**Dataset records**
···

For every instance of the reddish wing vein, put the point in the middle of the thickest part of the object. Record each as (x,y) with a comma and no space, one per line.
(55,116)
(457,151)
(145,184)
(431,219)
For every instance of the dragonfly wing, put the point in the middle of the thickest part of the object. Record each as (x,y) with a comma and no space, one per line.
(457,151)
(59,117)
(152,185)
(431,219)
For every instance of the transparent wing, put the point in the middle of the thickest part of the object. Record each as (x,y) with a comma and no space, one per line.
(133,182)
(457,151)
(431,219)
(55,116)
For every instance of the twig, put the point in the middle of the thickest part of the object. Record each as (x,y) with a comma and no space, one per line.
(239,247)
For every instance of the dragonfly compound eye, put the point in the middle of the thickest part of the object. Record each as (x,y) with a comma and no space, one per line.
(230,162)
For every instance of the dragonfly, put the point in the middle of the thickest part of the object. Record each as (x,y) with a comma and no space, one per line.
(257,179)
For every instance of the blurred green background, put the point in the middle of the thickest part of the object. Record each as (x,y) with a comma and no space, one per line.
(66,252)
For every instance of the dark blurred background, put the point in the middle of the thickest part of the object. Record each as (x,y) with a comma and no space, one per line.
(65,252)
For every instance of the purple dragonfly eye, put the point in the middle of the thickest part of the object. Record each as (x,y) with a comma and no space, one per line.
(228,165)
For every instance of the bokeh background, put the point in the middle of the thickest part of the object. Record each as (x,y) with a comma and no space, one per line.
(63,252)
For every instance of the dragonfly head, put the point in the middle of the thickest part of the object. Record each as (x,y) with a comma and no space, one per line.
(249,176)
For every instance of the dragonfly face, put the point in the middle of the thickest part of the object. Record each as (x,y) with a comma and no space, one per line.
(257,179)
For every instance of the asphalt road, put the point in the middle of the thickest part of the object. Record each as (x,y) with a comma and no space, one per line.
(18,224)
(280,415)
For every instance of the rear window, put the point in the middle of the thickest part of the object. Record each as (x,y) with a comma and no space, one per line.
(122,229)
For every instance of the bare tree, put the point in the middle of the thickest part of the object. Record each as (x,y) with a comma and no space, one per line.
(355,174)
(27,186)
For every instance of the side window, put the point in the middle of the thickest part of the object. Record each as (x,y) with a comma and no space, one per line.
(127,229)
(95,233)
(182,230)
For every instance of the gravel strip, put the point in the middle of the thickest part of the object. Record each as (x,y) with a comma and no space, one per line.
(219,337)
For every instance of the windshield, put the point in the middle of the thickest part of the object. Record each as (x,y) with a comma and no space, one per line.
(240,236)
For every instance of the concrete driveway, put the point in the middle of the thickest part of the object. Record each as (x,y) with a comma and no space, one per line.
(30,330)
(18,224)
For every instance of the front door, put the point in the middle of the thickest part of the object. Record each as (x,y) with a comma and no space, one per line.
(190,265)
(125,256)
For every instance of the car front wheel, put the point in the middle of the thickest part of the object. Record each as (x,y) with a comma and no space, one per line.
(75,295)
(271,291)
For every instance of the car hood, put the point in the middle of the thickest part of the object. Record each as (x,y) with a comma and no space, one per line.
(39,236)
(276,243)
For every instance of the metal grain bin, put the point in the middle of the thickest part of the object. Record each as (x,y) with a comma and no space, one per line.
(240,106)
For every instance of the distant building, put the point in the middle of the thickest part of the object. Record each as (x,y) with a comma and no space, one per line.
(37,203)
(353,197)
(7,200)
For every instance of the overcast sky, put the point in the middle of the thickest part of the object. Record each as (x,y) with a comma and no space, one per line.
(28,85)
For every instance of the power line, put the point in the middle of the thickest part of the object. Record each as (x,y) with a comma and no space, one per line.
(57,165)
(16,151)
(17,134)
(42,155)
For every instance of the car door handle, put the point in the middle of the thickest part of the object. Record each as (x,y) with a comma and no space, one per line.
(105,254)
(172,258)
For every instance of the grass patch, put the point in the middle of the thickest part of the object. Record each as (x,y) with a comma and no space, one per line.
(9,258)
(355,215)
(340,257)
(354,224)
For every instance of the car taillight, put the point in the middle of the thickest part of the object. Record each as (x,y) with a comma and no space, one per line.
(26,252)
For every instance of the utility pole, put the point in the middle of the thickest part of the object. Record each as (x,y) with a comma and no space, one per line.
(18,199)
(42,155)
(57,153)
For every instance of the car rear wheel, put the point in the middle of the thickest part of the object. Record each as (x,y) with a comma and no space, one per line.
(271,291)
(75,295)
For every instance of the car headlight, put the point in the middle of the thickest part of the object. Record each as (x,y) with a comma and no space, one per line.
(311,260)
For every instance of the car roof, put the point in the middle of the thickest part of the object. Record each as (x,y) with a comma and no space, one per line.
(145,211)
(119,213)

···

**GOAL OF THE EXERCISE**
Copy out every one of the entries above word for word, changing nothing.

**EXPECTED ANSWER**
For every instance of the reddish wing vein, put the point in the middle of the thickest part of the object. Record each as (x,y) with a comma and no space, one per line.
(55,116)
(457,151)
(145,184)
(431,219)
For every instance of the dragonfly wing, put the point in the middle of the thickest part of the object. Record each as (x,y) with a comma and no space, one per line.
(457,151)
(59,117)
(152,185)
(431,219)
For every instance of the transparent wing, put the point in the middle of the thickest part of the object. Record each as (x,y) with a comma and no space, one per line.
(133,182)
(457,151)
(431,219)
(55,116)
For every instance of the twig, put the point in the middle of the thickest part of the object. Record each as (x,y) with a comma and no space, one per line.
(239,247)
For every instance of the dragonfly compound eye, put the point in the middle of the thickest part of the object. Record each as (x,y) with a comma and no space, one per line.
(230,162)
For every instance of the dragonfly, put the point in the middle of the thickest part of the object. Record each as (x,y) with a comma and no space, one per line.
(257,179)
For every instance of the blurred green background, put the point in the middle of the thickest part of the object. Record each as (x,y) with a comma and no space, one per line.
(66,252)
For every instance of the dark blurred background, put the point in the middle of the thickest part of the object. Record each as (x,y) with a comma and no space, one per line.
(65,252)
For every instance of the purple dragonfly eye, put the point in the middle of the thickest part of the object. Record each as (x,y) with a comma and no space, one per line.
(228,165)
For every instance of the bokeh background, put the point in the middle of the thickest part of the object. Record each as (x,y) with a comma and no space, one per line.
(63,252)
For every instance of the dragonfly head, put the point in the middle of the thickest part of the object. Record each as (x,y) with a comma and no space, one per line.
(249,176)
For every instance of the dragonfly face, put the point in the middle of the thickest part of the object. Record each as (x,y) with a comma and no space, one per line.
(257,179)
For every instance of the asphalt road, put the point in the middle of the thickest part of the object. Record each as (x,y) with a comma and no space, one per line.
(18,224)
(280,415)
For every instance of the rear window, put the point in the middle of the thickest part of the object. Record each as (x,y) with a comma and no space, one per line.
(122,229)
For every instance of the bare tree, put the point in the middle of the thickest part of the object. Record each as (x,y) with a comma and no space, one per line.
(355,174)
(27,186)
For every instance of the side window, put the point in the middle of the thickest part of the object. Record each as (x,y) with a comma and no space, one per line.
(127,229)
(95,233)
(182,230)
For every instance of the gravel strip, put the point in the middle of the thickest part of the object. Record each as (x,y) with a comma and no space, one per line.
(219,337)
For every instance of the windshield, put the point in the middle of the thickest part of the object. Record each as (x,y) with a comma and no space, one per line.
(240,236)
For every instance of the concrete driveway, put the point in the middle of the thickest part of the object. Record each as (x,y) with a comma and no space, one per line.
(30,330)
(18,224)
For every instance of the front door, put the point in the middle of the thickest part of the object. Record each as (x,y) with a comma and no space, one per line.
(190,265)
(125,256)
For every instance of the car front wheel, put the point in the middle of the thickest part of the object. Record each as (x,y) with a comma and no space, one per line.
(75,295)
(271,291)
For every instance of the car hood, put the point in the middle of the thickest part of the object. Record each as (x,y) with a comma and no space, one per line.
(39,236)
(276,243)
For every instance of the metal grain bin, put the point in the middle of the thickest part of the object. Record each as (x,y) with a comma and no space, one per line.
(240,106)
For every instance of the distant building, put the point in the middle of the thickest part of the object. Record each as (x,y) with a comma and no space, one per line.
(37,203)
(353,197)
(7,200)
For every instance of the overcast sky, put the point in the middle of the thickest part of the object. Record each as (x,y) with a comma and no space, one per line.
(28,85)
For every instance of the power line, put the point in the middle of the thickest part of the object. Record each as (x,y) with a comma and no space, one per line.
(57,165)
(16,151)
(17,134)
(42,155)
For every instance of the car door handle, put the point in the middle of the thickest part of the object. Record each as (x,y) with a comma and no space, one per line.
(105,254)
(172,258)
For every instance of the grass patch, put the point in the middle of the thickest part of the object. Record each as (x,y) with a comma and no space, one per line.
(9,258)
(355,215)
(340,257)
(354,224)
For every instance of the car taillight, put the point in the middle of the thickest part of the object. Record each as (x,y) with a comma and no space, one per line.
(26,252)
For every instance of the utility pole, put the point in the middle of the thickest part of the object. Record each as (x,y) with a comma and no space, one per line.
(18,199)
(42,155)
(57,153)
For every instance of the car rear wheel, put the point in the middle of the thickest part of the object. Record each as (x,y) with a comma and no space, one per line.
(271,291)
(75,295)
For every instance of the car headlight, put the point in the middle of the thickest part of the object. Record each as (x,y) with a comma and no space, one per line.
(311,260)
For every instance of the car roof, put the point in the middle of the thickest part of the object. Record each as (x,y) with a comma and no space, one per line.
(145,211)
(119,213)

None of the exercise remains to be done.